Your task: Rewrite the rows below as a numbered list, leaving out blank lines, using only the stretch from the line containing "Exercise. Locate the building's" through the line containing "(1098, 297)".

Dataset rows:

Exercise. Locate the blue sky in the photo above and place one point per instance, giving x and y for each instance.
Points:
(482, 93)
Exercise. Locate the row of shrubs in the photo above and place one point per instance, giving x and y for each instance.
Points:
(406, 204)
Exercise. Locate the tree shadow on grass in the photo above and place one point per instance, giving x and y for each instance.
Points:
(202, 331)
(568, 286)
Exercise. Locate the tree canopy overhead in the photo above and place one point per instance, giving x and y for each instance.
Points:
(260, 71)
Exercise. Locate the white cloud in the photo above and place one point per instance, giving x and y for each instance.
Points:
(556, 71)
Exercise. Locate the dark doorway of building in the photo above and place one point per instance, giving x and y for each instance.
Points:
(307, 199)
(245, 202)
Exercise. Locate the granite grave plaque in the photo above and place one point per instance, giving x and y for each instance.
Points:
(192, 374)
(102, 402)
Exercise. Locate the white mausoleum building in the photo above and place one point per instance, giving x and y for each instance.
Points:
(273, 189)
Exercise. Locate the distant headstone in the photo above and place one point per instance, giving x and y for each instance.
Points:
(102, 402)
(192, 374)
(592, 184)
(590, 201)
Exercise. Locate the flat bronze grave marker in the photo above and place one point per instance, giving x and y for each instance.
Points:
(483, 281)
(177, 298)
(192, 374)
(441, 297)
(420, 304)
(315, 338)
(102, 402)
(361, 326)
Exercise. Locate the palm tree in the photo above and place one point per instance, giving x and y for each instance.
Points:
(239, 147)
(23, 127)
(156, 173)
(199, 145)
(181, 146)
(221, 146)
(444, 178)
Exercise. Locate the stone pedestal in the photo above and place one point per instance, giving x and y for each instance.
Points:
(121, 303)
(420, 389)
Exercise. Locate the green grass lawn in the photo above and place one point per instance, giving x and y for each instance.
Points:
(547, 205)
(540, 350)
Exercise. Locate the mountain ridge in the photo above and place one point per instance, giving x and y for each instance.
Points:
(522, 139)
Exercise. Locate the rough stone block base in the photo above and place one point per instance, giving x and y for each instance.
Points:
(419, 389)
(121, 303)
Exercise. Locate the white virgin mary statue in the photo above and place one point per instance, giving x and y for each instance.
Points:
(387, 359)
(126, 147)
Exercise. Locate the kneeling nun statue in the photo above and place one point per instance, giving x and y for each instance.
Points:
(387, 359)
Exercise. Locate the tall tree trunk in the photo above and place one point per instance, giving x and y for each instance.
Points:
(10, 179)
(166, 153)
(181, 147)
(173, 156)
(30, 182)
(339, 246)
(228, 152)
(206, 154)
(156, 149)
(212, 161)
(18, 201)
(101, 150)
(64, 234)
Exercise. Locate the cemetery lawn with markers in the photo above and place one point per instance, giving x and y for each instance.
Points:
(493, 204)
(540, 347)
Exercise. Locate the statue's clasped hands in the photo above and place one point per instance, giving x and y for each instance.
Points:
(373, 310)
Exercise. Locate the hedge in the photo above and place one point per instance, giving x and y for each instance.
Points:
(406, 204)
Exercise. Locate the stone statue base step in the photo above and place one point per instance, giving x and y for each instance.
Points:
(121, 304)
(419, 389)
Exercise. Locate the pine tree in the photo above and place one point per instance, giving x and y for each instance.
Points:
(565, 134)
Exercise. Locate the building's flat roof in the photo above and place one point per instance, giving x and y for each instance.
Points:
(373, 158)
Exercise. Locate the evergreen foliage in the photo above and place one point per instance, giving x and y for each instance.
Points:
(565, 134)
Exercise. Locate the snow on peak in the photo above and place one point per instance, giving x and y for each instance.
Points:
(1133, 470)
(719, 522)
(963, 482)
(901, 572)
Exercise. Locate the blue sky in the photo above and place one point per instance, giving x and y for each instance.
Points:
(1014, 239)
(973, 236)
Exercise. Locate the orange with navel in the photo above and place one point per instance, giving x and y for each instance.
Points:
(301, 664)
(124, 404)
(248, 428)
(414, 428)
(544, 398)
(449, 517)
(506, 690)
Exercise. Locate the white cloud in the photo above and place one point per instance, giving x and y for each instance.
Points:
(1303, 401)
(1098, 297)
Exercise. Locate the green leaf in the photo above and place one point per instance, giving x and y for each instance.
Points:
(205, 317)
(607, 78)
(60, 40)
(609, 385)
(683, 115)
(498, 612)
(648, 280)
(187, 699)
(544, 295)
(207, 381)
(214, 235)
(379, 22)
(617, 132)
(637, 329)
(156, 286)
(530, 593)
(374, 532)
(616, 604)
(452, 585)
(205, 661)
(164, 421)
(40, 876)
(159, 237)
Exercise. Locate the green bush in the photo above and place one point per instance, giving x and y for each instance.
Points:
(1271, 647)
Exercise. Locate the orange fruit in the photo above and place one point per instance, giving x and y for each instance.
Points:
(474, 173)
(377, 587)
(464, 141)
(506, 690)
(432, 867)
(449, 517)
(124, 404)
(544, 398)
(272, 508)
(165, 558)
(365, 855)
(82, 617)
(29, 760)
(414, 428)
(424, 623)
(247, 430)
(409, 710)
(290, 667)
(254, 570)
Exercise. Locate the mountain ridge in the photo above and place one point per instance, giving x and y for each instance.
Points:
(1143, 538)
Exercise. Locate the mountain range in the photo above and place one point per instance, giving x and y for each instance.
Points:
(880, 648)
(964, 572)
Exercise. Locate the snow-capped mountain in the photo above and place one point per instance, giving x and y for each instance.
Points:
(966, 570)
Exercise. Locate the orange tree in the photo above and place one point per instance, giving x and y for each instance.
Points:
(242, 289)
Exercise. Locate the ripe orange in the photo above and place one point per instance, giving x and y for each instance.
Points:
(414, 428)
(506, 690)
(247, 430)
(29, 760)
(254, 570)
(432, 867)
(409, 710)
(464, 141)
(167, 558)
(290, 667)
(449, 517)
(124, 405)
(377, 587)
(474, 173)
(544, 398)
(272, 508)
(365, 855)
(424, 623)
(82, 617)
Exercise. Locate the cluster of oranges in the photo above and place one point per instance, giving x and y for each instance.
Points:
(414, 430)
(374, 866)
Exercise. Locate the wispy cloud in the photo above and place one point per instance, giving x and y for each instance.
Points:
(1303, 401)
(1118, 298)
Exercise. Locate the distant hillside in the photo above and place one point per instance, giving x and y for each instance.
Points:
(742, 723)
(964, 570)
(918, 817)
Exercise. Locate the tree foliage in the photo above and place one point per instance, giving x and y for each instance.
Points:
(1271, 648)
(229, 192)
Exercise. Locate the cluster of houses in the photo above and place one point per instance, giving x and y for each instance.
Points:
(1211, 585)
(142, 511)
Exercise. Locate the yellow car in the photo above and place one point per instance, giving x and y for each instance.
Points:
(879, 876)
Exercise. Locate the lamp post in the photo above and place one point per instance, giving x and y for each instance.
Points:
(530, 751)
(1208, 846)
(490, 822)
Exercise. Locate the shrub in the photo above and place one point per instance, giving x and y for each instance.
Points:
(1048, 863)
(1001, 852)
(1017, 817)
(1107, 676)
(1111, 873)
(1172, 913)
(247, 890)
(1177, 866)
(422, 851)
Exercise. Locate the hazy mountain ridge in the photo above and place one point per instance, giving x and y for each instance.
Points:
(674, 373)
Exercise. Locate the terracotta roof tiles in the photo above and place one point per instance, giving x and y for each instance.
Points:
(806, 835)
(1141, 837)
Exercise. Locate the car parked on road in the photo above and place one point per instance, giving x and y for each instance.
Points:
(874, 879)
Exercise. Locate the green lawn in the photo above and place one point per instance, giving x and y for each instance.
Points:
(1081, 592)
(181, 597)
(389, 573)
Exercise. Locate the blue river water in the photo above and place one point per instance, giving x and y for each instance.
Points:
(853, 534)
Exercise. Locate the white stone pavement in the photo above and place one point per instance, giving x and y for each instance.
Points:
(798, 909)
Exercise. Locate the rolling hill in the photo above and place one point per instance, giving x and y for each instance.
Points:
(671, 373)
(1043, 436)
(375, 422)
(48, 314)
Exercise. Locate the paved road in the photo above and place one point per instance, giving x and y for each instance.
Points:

Solution to this problem:
1. Exercise. Locate the building's flat roof in the photo above and place one point per instance, giving x and y for each instance.
2. Points:
3. (373, 158)
4. Exercise. Locate the evergreen foliage in the photo above and place one point per instance, giving x and y for each instance.
5. Points:
6. (565, 134)
7. Exercise. Locate the snow on peak in the photo above and place one point per instance, giving x and y for each instance.
8. Points:
9. (1133, 470)
10. (719, 522)
11. (963, 482)
12. (901, 572)
13. Exercise. Locate the blue sky in the photo above and place one point per instance, giving x and y for each instance.
14. Points:
15. (1014, 239)
16. (973, 236)
17. Exercise. Locate the orange with navel in the photo above and place one point per instance, giving x and y for each instance.
18. Points:
19. (301, 664)
20. (124, 404)
21. (248, 428)
22. (414, 428)
23. (544, 398)
24. (449, 517)
25. (506, 690)
26. Exercise. Locate the white cloud in the photo above and place one point per instance, giving x and y for each instance.
27. Points:
28. (1303, 401)
29. (1098, 297)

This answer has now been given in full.